■ INSTRUCTIONS FOR THE TASK
Rewrite all the items below with every "Exercise" swapped for "Task". Change nothing else, and leave out the pictures.
[RAW RECORDS start]
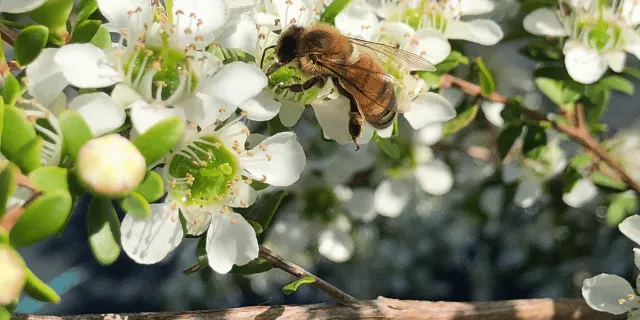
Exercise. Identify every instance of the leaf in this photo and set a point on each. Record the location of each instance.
(487, 85)
(49, 178)
(43, 218)
(331, 11)
(617, 83)
(75, 131)
(463, 118)
(29, 43)
(152, 187)
(507, 138)
(535, 140)
(257, 265)
(103, 228)
(293, 286)
(158, 140)
(136, 205)
(85, 31)
(39, 290)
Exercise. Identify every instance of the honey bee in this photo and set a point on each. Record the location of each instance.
(323, 52)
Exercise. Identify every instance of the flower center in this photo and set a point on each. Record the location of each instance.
(203, 172)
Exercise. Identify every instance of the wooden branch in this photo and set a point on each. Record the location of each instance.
(579, 132)
(382, 308)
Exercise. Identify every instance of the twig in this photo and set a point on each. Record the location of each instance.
(381, 308)
(579, 132)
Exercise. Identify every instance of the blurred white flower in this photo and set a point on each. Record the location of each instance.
(599, 34)
(207, 175)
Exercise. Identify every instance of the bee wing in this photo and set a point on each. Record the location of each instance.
(403, 58)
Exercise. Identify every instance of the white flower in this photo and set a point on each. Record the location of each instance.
(598, 35)
(207, 175)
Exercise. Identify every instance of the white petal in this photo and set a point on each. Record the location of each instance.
(46, 80)
(391, 197)
(262, 107)
(430, 44)
(544, 22)
(236, 82)
(149, 241)
(360, 206)
(100, 111)
(492, 112)
(584, 65)
(290, 113)
(230, 240)
(616, 60)
(429, 108)
(603, 291)
(20, 6)
(583, 192)
(434, 177)
(144, 115)
(630, 227)
(430, 134)
(86, 66)
(281, 161)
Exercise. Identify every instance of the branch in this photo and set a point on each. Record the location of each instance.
(382, 308)
(579, 132)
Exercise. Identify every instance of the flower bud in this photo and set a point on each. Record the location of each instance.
(111, 165)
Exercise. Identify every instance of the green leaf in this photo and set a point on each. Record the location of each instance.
(53, 14)
(293, 286)
(617, 83)
(535, 140)
(103, 228)
(487, 85)
(462, 119)
(11, 90)
(29, 43)
(8, 184)
(622, 205)
(39, 290)
(43, 218)
(49, 178)
(136, 205)
(158, 140)
(507, 138)
(330, 12)
(85, 31)
(75, 131)
(152, 187)
(257, 265)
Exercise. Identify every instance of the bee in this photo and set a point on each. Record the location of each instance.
(354, 67)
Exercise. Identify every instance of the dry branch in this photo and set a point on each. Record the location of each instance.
(382, 308)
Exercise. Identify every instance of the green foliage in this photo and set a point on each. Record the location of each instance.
(293, 286)
(103, 228)
(158, 140)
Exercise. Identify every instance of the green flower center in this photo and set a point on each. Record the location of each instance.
(204, 172)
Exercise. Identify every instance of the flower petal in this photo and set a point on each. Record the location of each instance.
(101, 112)
(603, 291)
(230, 240)
(279, 158)
(429, 108)
(46, 80)
(86, 66)
(481, 31)
(434, 177)
(391, 197)
(149, 241)
(584, 65)
(236, 82)
(544, 22)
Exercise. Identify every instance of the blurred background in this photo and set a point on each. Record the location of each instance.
(472, 243)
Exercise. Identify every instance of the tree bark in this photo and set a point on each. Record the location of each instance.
(382, 308)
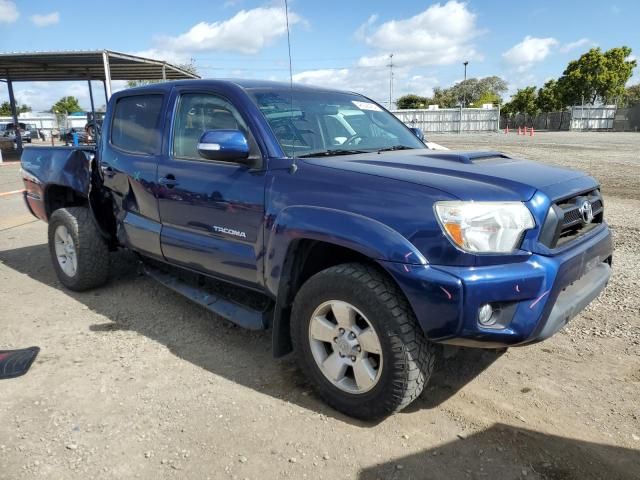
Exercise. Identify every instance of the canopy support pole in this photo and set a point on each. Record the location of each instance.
(93, 108)
(107, 74)
(14, 114)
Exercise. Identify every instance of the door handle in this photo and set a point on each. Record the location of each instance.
(107, 171)
(168, 181)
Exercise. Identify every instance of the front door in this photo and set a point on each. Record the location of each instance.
(211, 211)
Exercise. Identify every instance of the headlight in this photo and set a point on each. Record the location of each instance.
(484, 227)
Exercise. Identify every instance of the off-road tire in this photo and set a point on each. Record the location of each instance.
(92, 251)
(408, 358)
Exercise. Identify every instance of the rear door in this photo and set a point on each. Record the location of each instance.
(211, 212)
(130, 150)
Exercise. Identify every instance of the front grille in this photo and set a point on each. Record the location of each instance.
(570, 218)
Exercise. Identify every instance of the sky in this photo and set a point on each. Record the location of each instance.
(338, 44)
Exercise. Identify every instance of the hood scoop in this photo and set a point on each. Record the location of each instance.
(468, 157)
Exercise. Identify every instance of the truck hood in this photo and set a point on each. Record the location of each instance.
(465, 175)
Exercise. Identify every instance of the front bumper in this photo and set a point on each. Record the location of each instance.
(535, 298)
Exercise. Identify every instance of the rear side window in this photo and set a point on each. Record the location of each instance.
(136, 124)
[RAW RECORDS end]
■ RIGHT ANSWER
Task. Identify every instance of the leaf in this photo and set a point on each. Record the location of each instance.
(487, 85)
(49, 178)
(43, 218)
(331, 11)
(617, 83)
(75, 131)
(463, 118)
(29, 43)
(152, 187)
(507, 138)
(535, 140)
(257, 265)
(103, 228)
(293, 286)
(158, 140)
(136, 205)
(85, 31)
(39, 290)
Task. Identify every instance of the honey bee in this photo and set a point on each. Record the location of each instance.
(323, 52)
Task. Identify every instance of the flower center in this photo and set a point on each. Record the location of each instance.
(203, 172)
Task. Identify every instance of the wooden branch in this photo and set a point on each. Record the location of each instance.
(579, 132)
(382, 308)
Task. Identify every instance of the twig in this photo and set a point on each. Record the location of each instance.
(381, 308)
(579, 132)
Task. Identify every instance of the blurred white flower in this photo and set a point on each. Record the location of each instance.
(599, 34)
(207, 175)
Task. Identify every instance of the bee wing in this photo and set a point on each. Record the location of each instance.
(403, 58)
Task. Identify every instance of the white flower in this photo and set a point on each. Record the location of each instance.
(598, 35)
(207, 175)
Task. Identify every instance of the white petal in this photo and set a point on each. Record the location of each instance.
(46, 80)
(391, 197)
(262, 107)
(430, 44)
(544, 22)
(236, 82)
(149, 241)
(360, 206)
(100, 111)
(492, 112)
(584, 65)
(290, 113)
(230, 240)
(616, 60)
(429, 108)
(603, 291)
(20, 6)
(583, 192)
(434, 177)
(144, 115)
(630, 227)
(430, 134)
(86, 66)
(281, 161)
Task. Identify every instance of the branch in this photo and set a point on each. Record the location of each instance.
(382, 308)
(579, 132)
Task. Identify every instance of the flower bud in this photo and set a point on each. Record the location of each instance.
(111, 165)
Task. Identify every instance of the green leaf in this photo and set a point on each. Record the location of each instance.
(53, 14)
(293, 286)
(617, 83)
(535, 140)
(103, 228)
(487, 85)
(462, 119)
(11, 90)
(29, 43)
(8, 184)
(622, 205)
(39, 290)
(43, 218)
(49, 178)
(136, 205)
(158, 140)
(507, 138)
(330, 12)
(85, 31)
(75, 131)
(152, 187)
(257, 265)
Task. Identify every instance of the bee in this photo and set a point on each. Record the location of each instance.
(354, 67)
Task. Identify every instance of the dry branch in this photo and set a point on each. Record the location of each instance.
(382, 308)
Task. Identify every instance of the green foliage in this photo and set a point on each. Record the location of each instance.
(293, 286)
(103, 228)
(158, 140)
Task. Identify every instance of the green flower center in this photo and set a point on each. Record the location of each instance.
(204, 172)
Task. Identify every instance of the flower petal in this photo and set a point on each. Record the location of each instance.
(101, 112)
(603, 291)
(230, 240)
(279, 158)
(429, 108)
(46, 80)
(86, 66)
(481, 31)
(434, 177)
(391, 197)
(149, 241)
(584, 65)
(236, 82)
(544, 22)
Task. Identify every instance of the blurred background in this photo and set a point on each. Record the location of each instance.
(472, 243)
Task. Identify every instance of the tree bark in this photo and set a point on each. Record the location of each instance.
(382, 308)
Task. Identify every instance of the canopy support pole in this photo and set a point on each. Record the location of each instance.
(93, 108)
(107, 74)
(14, 114)
Task. Identify every instance of the door handle in this photo and set a point on each. Record the location of each instance.
(107, 171)
(168, 181)
Task. Identify every instance of the front door in this photo and set a point on each. Record the location of each instance.
(211, 211)
Task. Identify every instance of the headlight in this photo and set a point on each. Record the location of each instance.
(484, 227)
Task. Identify every instance of the off-road tire in this photo and set a point on each. Record the location of each instance.
(92, 251)
(408, 358)
Task. Identify every instance of the rear door in this photo and set a point on each. Record the location of each instance.
(211, 212)
(130, 150)
Task. Identify every instance of the front grille in this photo and set a point on each. Record the location of each instance.
(570, 218)
Task. Identify every instance of the sky in this photo and set a point on each. Record the location of each instance.
(338, 44)
Task. Identify every instance of the hood scoop in this photo and set a point on each. Record the location of each instance.
(468, 157)
Task. Identify every instance of the truck hood in this photo and set a point on each. Record the location of each instance.
(465, 175)
Task. Identify every instance of the front bumper in this photo and set a point on each. Record the location of each instance.
(535, 298)
Task. Identify every instance of the rear side window in this photo and set a point on each. Record the location of each instance.
(136, 124)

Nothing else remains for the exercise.